Instruction: Copy only what runs from the line containing "point at the coin reverse side" through the end of the material below, line for line, with both ends included.

The input:
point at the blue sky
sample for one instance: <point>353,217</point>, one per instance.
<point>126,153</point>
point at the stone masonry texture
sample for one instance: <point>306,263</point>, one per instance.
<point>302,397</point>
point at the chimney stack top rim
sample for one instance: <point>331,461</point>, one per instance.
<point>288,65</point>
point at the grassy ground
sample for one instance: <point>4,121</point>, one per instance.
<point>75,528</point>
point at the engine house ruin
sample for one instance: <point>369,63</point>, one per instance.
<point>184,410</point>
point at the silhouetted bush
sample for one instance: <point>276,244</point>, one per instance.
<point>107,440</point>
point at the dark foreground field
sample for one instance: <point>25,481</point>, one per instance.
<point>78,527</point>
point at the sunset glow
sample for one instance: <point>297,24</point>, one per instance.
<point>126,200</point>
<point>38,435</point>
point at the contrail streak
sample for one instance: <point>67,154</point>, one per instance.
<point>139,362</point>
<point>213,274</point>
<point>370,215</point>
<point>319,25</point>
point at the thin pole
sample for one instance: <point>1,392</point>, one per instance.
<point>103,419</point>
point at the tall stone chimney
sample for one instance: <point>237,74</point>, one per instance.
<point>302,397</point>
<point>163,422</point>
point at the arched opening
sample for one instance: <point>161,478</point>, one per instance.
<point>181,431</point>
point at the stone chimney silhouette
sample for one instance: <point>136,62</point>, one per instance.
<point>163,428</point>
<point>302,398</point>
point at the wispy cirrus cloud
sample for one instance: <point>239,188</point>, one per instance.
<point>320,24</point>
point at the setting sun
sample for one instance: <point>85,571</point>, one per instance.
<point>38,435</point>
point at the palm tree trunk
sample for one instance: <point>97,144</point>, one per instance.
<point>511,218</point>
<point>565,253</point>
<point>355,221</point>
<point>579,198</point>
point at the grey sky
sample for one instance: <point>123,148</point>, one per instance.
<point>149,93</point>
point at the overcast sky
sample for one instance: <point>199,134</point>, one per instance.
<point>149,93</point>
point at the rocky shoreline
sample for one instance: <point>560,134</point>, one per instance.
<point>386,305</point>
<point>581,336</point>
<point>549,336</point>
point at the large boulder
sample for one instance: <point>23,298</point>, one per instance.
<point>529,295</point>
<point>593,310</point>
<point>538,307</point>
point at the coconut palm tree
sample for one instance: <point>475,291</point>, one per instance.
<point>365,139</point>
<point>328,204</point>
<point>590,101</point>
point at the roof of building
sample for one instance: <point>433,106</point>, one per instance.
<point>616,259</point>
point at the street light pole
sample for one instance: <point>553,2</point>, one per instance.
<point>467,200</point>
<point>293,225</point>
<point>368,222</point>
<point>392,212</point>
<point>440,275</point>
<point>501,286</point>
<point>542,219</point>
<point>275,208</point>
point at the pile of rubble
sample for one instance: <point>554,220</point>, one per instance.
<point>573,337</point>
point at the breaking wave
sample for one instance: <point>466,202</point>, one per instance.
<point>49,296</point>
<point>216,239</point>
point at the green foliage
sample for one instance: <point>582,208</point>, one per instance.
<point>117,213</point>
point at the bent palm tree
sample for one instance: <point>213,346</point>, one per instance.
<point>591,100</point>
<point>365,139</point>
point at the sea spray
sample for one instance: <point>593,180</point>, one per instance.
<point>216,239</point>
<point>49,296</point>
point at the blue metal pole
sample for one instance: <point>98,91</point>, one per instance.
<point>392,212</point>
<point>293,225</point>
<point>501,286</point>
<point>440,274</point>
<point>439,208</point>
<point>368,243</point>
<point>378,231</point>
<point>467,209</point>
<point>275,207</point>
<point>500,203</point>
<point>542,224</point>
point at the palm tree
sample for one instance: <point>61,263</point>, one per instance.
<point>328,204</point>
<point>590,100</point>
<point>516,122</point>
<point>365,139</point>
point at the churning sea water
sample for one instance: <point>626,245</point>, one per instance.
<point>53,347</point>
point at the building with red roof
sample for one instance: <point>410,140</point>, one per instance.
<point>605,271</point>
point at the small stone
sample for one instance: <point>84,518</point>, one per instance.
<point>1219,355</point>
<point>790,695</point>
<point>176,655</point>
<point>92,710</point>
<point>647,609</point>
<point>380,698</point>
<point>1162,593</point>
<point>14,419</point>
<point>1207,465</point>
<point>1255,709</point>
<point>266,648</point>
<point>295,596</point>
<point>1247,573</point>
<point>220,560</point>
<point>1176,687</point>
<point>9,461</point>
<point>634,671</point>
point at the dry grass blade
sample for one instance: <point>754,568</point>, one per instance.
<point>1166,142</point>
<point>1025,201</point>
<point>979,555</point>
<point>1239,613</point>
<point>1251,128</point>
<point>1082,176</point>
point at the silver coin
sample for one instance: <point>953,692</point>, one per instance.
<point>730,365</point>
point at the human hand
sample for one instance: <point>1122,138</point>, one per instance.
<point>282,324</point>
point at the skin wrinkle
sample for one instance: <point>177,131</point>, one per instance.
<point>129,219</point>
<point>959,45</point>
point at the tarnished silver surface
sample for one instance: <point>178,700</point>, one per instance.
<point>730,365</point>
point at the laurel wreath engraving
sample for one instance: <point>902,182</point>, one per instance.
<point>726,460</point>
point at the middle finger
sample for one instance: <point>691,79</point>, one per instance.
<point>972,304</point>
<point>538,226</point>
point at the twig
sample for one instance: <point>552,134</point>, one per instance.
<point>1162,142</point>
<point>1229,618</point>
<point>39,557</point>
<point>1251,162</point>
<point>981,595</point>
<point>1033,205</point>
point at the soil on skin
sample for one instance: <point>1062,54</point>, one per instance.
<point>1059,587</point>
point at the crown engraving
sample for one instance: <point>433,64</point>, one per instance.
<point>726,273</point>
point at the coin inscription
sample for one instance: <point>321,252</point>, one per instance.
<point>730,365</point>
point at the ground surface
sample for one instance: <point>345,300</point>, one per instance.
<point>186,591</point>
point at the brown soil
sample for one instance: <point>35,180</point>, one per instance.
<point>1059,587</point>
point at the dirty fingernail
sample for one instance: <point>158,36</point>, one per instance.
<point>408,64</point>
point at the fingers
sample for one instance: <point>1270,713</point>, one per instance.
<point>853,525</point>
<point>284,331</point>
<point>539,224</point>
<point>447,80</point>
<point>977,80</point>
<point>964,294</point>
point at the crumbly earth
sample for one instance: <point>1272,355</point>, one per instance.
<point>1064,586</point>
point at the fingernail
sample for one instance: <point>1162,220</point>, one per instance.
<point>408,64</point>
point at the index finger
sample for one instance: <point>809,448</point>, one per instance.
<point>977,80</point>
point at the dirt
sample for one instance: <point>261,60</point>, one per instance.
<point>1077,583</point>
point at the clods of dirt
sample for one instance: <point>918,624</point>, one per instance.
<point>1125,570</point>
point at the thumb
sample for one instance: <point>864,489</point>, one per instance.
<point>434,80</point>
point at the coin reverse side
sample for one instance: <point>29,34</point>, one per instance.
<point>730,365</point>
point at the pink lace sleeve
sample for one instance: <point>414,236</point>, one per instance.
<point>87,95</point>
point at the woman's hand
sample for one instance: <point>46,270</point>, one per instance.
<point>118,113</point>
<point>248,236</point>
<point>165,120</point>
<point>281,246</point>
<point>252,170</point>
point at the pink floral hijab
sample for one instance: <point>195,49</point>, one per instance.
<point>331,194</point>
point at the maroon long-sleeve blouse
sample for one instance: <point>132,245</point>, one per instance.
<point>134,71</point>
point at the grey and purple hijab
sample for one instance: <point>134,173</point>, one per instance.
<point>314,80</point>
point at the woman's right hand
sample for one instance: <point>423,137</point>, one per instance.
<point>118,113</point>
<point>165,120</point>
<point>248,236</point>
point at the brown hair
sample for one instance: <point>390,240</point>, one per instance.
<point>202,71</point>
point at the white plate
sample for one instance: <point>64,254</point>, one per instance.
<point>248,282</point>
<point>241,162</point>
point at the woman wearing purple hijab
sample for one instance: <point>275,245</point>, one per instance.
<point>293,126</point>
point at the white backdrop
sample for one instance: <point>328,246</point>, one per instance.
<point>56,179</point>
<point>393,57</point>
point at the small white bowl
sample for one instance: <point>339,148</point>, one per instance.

Written answer:
point at the coin reverse side
sample for one instance: <point>29,34</point>, one per instance.
<point>730,365</point>
point at the pink lace sleeve
sample for one instance: <point>414,236</point>, one per instance.
<point>87,95</point>
point at the woman's hand
sample for one instance: <point>46,270</point>, one per instance.
<point>118,113</point>
<point>248,236</point>
<point>165,120</point>
<point>281,246</point>
<point>252,170</point>
point at the pink floral hijab
sample for one instance: <point>195,49</point>, one per instance.
<point>331,194</point>
point at the maroon long-sleeve blouse
sample for one instance: <point>132,245</point>, one per instance.
<point>134,71</point>
point at the grey and purple hijab
sample for one instance: <point>134,173</point>, one per instance.
<point>314,80</point>
point at the woman's right hand
sample for one instance: <point>423,137</point>, one per instance.
<point>118,113</point>
<point>165,120</point>
<point>248,236</point>
point at the brown hair
sample for one instance: <point>390,240</point>, one per instance.
<point>202,71</point>
point at the white plate
sample for one instance: <point>64,254</point>, one per instance.
<point>248,282</point>
<point>241,162</point>
point at the woman wearing purple hijab
sample for one instance: <point>275,245</point>, one per instance.
<point>293,126</point>
point at the white backdrop
sample for one instance: <point>328,246</point>, one per instance.
<point>56,179</point>
<point>393,57</point>
point at the small white bowl
sample for one instance: <point>339,148</point>, one per instance.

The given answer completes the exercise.